TASK PROMPT: All entries must be transcribed without a single difference.

SUPPLIED DATA:
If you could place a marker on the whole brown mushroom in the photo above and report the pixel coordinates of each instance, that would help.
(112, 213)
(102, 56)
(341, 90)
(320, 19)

ANSWER TO THE EXERCISE:
If you could place a marker on the whole brown mushroom in the photo above and report the pixel coordinates of each instance, that would help.
(112, 213)
(102, 56)
(341, 90)
(320, 19)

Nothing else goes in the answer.